## Work request 1:
Write out the IR35 passage from "In the new off-payroll" to "on their own.", copying it word for word.
## Work request 2:
List each distinct word or phrase that the IR35 passage sets in quotation marks.
## Work request 3:
Summarize the IR35 passage in three sentences.

## Excerpted text:
This is a good position to be in, but you will still need to take “reasonable care” when deciding your status. And you need to make sure that you fully understand how the reformed IR35 legislation in the shape of the new off-payroll rules work.
It will be vital for you to personally collect the right information and carry out your own appropriate ‘due diligence.’ For example, you should not just accept that your client is a ‘small company’ and exempt from the rules – get it in writing.
This is an option being offered by many accountants and you may be forced to use an umbrella company by your end-client or recruitment agency.
There’s lots of questions to ask yourself and others here, ranging from ‘what will you do with your PSC?’ to negotiating lower accountancy fees and, if you have a choice, which umbrella company you will use and how to differentiate their offerings. Note – many contractors will not have such a choice, as the umbrella is often dictated by the client or agency.
The client decides you are inside IR35, setting it out on your Status Determination Statement. There are so many issues for contractors to consider in response to this, ranging from what are the risks of this ‘caught’ decision if you had the same role but previously declared an outside IR35 position, through to understanding the law and the client-led processes required to dispute the decision. In addition, you may appeal to the client but then need to consider what you will do if the appeal fails. Will you just move on or accept the decision, and what are the risks of each course of action?
In the new off-payroll world, exemptions are not just about understanding the small company exemption or overseas issues. It is essential that you grasp the basics of all things IR35/off-payroll and the different rules for the public and private sectors.
For example, beware of consultancies, as they may not be a genuine outsourced service falling (currently) into the ‘small company’ exemption. You need to know what evidence you should seek to prove your case. This can get very complicated for contractors on their own.

## Entries supplied:
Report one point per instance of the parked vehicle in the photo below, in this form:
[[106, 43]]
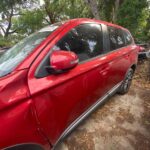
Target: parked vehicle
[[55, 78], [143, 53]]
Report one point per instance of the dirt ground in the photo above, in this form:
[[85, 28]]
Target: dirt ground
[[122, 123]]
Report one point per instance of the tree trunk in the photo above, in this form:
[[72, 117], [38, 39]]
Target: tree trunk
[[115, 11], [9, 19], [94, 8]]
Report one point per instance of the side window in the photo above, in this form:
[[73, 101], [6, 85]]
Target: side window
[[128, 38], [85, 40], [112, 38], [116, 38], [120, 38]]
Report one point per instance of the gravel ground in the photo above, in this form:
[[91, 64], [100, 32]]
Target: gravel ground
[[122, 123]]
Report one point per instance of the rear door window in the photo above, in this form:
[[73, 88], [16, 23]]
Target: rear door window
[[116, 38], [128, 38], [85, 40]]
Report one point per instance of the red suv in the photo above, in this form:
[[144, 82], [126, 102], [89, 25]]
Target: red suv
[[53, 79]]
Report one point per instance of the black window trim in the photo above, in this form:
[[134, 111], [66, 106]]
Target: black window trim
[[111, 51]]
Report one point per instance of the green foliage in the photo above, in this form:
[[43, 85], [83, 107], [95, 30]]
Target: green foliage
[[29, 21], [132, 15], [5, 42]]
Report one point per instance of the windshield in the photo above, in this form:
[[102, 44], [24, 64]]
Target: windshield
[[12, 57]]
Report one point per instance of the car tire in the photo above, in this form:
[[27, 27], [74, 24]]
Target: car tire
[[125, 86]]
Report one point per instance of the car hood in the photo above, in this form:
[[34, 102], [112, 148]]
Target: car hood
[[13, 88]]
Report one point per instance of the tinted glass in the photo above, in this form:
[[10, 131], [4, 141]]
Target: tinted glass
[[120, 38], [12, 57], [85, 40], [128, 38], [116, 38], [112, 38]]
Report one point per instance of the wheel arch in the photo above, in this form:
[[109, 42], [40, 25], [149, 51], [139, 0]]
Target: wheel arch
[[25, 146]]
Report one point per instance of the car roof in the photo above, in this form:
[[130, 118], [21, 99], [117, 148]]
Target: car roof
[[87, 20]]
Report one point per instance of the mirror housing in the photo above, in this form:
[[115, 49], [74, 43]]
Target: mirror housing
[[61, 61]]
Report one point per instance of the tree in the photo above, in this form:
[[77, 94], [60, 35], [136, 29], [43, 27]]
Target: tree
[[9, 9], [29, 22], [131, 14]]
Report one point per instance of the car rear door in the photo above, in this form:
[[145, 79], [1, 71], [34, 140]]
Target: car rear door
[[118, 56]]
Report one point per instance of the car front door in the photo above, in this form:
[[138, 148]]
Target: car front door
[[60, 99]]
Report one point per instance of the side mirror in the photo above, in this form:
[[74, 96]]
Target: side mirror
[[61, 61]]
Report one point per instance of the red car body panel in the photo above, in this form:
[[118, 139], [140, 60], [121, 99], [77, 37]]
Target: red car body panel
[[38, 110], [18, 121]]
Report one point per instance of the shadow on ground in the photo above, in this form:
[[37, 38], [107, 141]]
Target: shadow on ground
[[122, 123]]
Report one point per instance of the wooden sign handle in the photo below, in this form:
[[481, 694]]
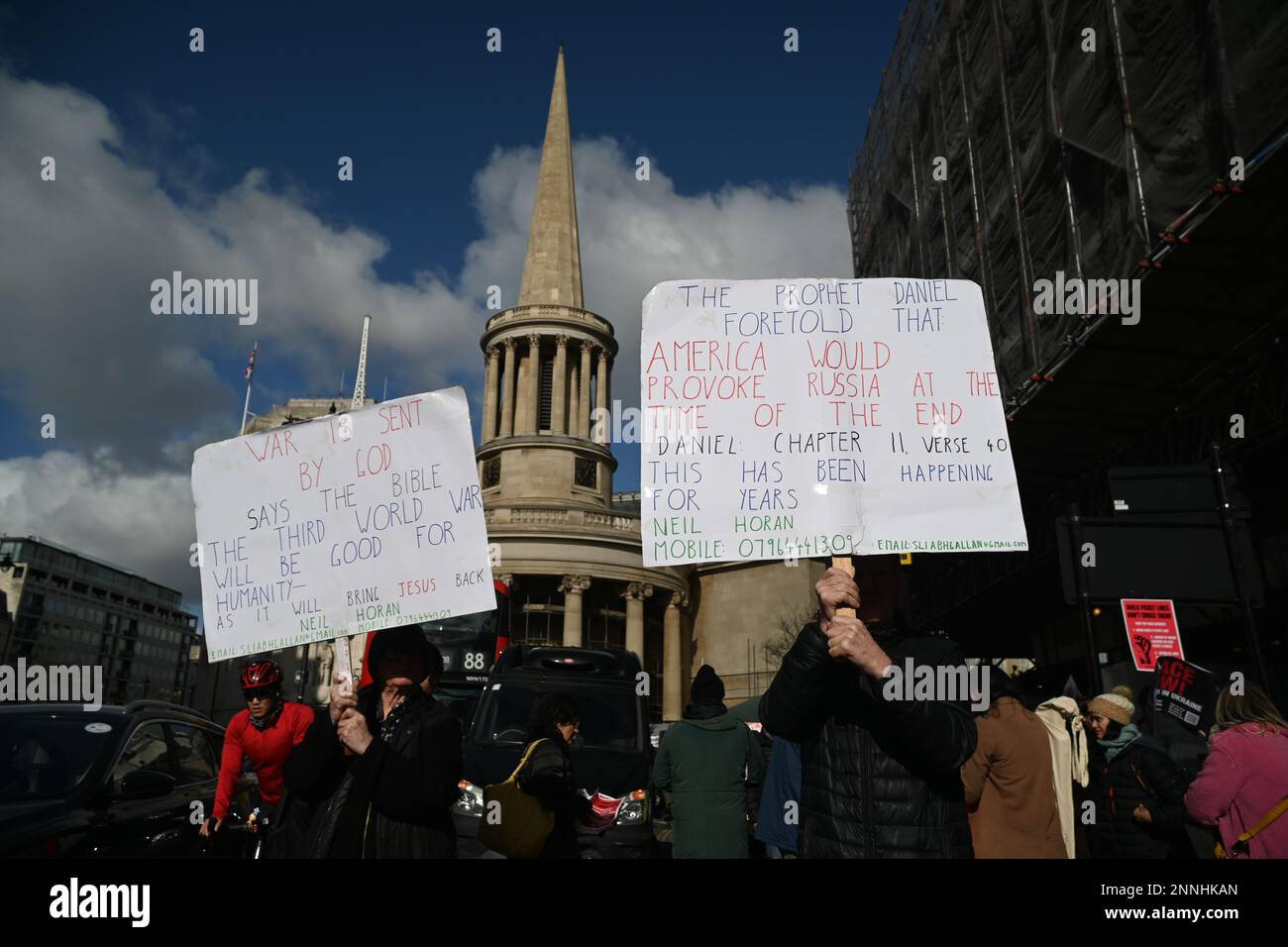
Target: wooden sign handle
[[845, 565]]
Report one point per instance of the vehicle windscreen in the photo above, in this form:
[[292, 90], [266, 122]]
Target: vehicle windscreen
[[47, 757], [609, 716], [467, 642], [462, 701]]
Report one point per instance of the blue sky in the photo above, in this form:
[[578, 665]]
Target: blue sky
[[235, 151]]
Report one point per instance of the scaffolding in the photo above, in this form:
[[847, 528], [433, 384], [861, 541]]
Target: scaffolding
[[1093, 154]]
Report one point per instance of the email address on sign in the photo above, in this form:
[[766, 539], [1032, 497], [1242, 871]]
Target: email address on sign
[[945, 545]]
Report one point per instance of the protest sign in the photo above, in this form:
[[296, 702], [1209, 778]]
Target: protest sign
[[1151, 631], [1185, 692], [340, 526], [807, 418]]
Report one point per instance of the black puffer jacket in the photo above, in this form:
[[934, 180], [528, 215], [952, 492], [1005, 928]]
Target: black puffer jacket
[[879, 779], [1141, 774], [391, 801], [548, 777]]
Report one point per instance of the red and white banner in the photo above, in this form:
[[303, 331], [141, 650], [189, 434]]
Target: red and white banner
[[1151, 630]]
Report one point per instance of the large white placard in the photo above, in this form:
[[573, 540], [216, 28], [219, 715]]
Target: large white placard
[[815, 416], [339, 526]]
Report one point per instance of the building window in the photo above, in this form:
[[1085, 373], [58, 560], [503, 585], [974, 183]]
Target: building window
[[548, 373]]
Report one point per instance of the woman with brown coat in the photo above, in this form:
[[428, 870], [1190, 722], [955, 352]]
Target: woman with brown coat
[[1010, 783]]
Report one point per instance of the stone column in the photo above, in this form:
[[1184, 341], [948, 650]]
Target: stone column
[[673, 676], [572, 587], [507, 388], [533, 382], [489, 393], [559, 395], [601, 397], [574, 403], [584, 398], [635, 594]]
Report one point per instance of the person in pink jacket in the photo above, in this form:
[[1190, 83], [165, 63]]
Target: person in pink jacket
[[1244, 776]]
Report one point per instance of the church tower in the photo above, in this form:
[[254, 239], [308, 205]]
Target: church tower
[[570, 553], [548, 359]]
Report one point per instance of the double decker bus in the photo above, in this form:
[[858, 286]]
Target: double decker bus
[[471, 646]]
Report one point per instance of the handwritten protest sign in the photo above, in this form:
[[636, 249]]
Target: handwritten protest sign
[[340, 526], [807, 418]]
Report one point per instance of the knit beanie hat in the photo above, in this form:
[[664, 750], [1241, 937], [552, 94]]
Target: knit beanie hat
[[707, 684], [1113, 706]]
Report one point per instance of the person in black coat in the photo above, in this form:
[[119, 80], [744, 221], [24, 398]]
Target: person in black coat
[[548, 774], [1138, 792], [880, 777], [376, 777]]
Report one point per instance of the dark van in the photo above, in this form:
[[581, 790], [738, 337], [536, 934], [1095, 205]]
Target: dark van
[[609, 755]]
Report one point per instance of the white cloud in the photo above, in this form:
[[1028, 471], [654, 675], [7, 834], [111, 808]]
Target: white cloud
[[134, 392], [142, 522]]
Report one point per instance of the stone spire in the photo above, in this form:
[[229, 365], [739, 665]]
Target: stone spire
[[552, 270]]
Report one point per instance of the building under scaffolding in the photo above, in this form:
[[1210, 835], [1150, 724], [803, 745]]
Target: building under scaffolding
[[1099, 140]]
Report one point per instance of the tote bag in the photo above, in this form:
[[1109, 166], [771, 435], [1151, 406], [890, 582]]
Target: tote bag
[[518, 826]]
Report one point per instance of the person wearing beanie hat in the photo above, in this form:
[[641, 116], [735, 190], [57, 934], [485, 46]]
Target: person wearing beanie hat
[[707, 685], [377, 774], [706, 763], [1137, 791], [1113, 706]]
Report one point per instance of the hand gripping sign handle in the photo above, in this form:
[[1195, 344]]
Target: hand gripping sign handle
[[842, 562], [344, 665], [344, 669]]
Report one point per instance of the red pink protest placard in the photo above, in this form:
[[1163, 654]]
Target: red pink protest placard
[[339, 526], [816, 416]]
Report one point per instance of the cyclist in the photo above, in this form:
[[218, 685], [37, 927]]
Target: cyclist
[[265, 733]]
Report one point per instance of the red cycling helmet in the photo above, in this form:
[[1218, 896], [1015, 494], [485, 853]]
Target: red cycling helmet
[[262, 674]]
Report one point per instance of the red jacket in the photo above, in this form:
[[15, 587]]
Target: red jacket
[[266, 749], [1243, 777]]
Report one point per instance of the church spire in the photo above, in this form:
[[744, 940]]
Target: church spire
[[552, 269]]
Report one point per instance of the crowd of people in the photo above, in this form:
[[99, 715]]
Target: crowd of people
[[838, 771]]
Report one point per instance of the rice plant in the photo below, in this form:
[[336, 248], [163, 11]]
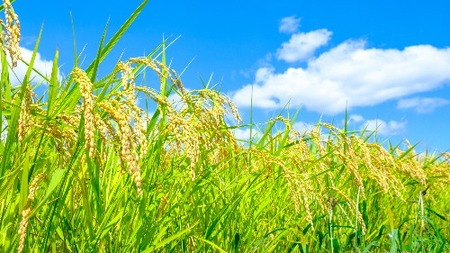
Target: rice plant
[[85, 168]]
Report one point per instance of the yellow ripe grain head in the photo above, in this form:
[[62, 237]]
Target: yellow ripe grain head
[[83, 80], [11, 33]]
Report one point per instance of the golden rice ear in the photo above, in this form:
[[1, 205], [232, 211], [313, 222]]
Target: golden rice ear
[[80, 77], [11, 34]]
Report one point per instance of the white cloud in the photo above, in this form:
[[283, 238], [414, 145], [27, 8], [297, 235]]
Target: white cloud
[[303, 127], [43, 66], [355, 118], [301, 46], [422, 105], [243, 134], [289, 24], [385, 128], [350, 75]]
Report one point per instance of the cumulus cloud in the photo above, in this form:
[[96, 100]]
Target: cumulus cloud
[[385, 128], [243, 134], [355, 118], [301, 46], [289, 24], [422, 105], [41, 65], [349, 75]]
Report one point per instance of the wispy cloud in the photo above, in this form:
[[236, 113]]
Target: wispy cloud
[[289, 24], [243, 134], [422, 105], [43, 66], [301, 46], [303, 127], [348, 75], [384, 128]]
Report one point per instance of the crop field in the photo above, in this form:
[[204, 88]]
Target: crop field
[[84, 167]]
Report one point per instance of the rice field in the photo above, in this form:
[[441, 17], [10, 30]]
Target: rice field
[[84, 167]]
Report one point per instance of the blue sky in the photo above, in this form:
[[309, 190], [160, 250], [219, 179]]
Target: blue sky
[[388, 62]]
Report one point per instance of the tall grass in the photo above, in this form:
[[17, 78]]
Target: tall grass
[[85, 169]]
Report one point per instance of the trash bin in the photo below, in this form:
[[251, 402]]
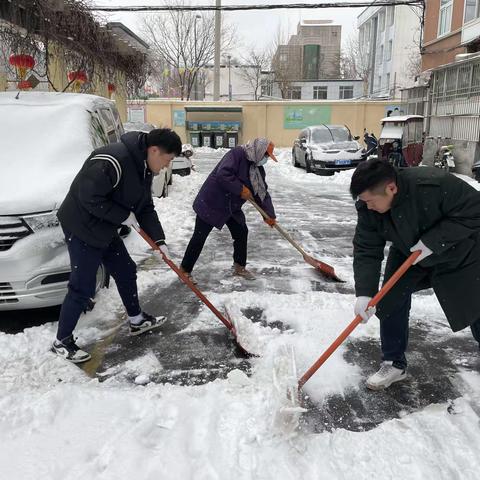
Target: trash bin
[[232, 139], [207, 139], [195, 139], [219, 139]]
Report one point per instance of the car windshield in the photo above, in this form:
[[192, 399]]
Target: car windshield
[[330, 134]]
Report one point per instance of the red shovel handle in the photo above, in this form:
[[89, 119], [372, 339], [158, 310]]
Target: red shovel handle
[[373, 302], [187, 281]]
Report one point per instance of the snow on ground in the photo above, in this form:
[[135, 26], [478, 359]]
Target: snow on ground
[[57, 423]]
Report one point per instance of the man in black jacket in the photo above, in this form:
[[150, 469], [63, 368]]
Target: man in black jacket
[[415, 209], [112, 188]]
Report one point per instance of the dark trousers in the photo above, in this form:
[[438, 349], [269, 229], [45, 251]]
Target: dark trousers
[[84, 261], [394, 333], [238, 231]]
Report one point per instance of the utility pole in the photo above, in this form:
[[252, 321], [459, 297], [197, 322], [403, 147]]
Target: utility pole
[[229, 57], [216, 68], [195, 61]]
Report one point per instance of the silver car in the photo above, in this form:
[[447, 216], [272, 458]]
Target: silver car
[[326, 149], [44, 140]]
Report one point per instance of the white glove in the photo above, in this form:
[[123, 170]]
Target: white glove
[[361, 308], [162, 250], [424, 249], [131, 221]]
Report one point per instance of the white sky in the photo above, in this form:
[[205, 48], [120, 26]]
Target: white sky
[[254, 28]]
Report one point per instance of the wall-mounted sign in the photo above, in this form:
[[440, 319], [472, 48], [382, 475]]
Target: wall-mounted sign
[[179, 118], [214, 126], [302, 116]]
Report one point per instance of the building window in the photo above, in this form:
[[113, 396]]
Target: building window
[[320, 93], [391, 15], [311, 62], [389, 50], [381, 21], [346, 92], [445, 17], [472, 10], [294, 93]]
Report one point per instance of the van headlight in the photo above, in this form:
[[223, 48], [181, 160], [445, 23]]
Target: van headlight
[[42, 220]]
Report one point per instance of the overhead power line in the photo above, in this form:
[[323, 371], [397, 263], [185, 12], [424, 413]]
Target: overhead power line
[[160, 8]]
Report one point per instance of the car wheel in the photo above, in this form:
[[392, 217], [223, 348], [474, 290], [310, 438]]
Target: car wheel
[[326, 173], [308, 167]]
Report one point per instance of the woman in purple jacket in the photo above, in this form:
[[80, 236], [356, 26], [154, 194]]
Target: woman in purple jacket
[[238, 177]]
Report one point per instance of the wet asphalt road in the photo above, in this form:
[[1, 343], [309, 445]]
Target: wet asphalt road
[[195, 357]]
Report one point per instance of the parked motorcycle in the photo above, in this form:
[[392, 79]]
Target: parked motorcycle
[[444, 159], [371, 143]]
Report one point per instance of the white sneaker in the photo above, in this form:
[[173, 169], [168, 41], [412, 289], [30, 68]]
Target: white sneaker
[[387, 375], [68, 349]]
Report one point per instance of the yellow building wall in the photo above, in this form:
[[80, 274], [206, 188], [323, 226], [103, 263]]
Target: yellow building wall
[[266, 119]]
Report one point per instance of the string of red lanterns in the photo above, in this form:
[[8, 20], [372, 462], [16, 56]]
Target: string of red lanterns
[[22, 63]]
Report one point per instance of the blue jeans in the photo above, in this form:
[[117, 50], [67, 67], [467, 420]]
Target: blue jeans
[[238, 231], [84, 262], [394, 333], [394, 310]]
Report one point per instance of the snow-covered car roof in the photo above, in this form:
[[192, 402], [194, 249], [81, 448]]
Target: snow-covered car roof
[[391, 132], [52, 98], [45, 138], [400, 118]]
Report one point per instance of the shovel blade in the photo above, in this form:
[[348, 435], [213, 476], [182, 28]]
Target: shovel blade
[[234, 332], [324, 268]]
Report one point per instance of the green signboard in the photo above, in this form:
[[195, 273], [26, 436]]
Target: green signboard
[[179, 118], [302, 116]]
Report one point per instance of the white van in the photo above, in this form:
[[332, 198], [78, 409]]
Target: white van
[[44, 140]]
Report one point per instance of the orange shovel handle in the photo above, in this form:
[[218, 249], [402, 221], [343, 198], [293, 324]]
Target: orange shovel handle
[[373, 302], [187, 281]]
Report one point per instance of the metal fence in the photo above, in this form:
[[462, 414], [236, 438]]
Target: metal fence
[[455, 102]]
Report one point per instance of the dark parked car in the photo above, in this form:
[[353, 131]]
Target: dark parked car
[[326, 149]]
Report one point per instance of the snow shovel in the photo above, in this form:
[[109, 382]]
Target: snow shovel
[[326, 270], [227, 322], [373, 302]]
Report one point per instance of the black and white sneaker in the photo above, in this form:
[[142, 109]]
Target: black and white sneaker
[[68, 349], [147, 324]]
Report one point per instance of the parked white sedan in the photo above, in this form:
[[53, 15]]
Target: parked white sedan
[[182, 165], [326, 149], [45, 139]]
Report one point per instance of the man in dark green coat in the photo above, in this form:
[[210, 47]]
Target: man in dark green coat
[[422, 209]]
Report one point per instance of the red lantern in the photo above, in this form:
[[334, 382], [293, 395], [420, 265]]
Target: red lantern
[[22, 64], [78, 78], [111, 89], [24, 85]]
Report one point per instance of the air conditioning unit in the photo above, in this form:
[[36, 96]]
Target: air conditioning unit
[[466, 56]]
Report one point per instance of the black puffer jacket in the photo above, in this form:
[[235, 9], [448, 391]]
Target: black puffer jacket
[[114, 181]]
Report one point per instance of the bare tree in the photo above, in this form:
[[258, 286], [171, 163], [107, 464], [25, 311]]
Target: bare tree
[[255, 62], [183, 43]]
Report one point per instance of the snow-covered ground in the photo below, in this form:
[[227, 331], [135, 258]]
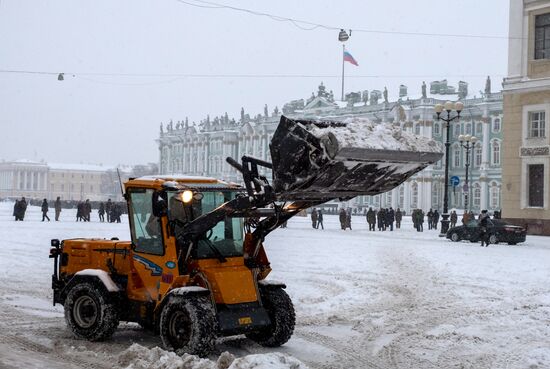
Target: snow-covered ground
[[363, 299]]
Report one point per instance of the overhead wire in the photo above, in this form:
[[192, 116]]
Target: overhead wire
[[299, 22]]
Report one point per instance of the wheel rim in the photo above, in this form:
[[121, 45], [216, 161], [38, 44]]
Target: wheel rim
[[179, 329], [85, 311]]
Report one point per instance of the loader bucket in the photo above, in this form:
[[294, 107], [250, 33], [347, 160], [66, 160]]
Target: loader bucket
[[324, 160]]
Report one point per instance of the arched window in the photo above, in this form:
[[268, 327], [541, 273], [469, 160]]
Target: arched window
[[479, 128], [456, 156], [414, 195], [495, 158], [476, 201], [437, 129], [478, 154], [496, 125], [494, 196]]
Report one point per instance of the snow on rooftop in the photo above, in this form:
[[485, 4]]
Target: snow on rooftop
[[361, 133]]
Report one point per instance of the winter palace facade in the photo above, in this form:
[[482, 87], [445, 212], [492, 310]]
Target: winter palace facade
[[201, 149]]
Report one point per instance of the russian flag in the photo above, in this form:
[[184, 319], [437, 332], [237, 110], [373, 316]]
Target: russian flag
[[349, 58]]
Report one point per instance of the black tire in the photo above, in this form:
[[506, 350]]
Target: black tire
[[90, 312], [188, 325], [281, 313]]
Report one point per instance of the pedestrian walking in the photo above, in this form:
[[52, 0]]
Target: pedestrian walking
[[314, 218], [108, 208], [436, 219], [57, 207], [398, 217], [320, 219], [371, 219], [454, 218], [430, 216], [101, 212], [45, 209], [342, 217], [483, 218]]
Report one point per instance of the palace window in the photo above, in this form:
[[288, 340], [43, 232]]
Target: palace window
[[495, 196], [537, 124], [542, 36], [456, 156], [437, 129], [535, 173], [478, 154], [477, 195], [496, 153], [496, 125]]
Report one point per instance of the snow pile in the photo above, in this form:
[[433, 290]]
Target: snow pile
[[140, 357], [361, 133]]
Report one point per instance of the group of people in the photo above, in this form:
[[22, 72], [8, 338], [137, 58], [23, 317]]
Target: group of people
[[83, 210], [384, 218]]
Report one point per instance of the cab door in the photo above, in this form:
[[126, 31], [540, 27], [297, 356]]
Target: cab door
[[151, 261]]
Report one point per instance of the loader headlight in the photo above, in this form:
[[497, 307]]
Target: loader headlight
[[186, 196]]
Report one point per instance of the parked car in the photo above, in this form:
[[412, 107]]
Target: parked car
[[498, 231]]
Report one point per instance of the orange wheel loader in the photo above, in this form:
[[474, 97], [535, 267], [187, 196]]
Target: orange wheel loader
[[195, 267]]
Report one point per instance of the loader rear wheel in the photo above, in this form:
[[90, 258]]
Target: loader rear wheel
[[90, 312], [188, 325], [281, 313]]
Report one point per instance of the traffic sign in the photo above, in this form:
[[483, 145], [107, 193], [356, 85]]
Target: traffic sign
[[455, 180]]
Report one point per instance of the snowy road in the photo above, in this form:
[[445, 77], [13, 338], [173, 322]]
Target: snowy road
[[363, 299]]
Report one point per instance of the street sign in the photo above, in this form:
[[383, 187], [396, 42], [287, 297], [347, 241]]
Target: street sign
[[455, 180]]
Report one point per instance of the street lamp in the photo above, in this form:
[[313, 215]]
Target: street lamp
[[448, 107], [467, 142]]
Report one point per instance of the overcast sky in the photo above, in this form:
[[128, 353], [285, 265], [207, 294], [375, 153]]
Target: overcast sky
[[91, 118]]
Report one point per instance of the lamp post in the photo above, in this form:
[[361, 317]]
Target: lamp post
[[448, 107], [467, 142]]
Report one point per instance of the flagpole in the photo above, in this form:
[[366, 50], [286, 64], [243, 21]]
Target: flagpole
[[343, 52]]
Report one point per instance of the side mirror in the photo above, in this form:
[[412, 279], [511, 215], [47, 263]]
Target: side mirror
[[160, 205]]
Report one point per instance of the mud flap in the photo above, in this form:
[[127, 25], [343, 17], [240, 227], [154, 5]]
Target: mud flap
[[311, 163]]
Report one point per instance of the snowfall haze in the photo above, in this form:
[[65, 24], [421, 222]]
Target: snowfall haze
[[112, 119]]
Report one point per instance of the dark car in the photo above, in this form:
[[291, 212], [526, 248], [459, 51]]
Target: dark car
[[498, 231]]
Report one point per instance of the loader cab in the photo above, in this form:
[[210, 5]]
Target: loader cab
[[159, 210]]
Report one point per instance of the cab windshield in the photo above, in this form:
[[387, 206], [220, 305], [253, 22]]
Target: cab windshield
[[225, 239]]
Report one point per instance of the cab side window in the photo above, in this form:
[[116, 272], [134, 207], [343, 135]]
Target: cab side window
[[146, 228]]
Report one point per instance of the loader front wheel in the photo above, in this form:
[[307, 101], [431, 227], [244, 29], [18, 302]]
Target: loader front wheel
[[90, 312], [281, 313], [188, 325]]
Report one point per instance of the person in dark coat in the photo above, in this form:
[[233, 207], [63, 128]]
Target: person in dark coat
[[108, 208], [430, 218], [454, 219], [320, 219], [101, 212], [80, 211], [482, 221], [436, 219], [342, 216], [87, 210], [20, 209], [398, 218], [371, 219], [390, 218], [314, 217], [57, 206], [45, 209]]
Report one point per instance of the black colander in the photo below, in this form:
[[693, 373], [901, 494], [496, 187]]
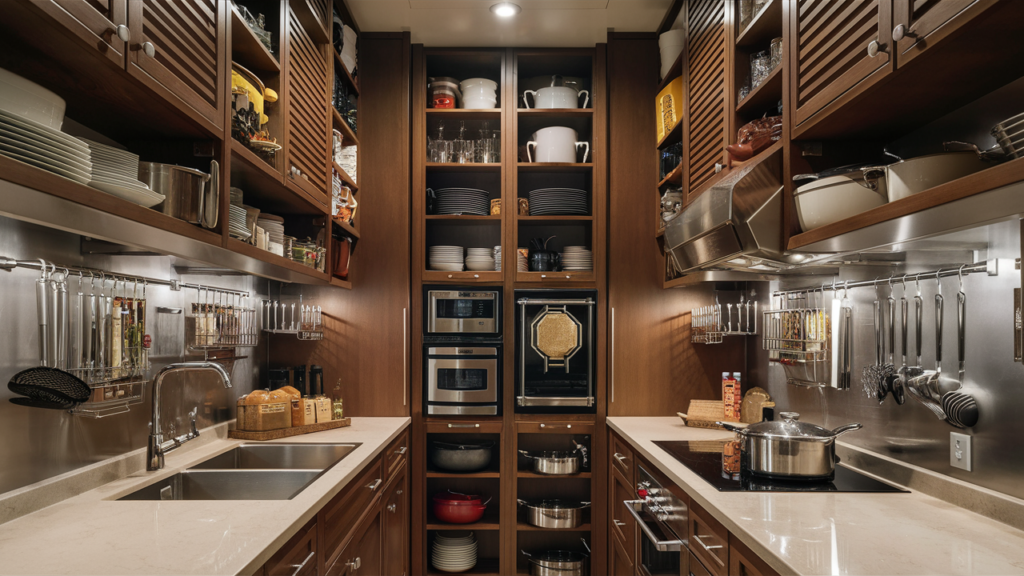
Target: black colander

## Task result 1:
In the new off-payroll world, exemptions are not just about understanding the small company exemption or overseas issues. It is essential that you grasp the basics of all things IR35/off-payroll and the different rules for the public and private sectors.
For example, beware of consultancies, as they may not be a genuine outsourced service falling (currently) into the ‘small company’ exemption. You need to know what evidence you should seek to prove your case. This can get very complicated for contractors on their own.

## Task result 2:
- reasonable care
- due diligence
- small company
- what will you do with your PSC?
- caught

## Task result 3:
Contractors must take reasonable care when deciding their status, understand the new off-payroll rules, and do their own due diligence, such as getting a client's small-company exemption in writing. Many may be forced to use an umbrella company, which is often dictated by the client or agency. When a client decides a contractor is inside IR35, the contractor must weigh how to dispute or appeal the decision and the risks of moving on or accepting it.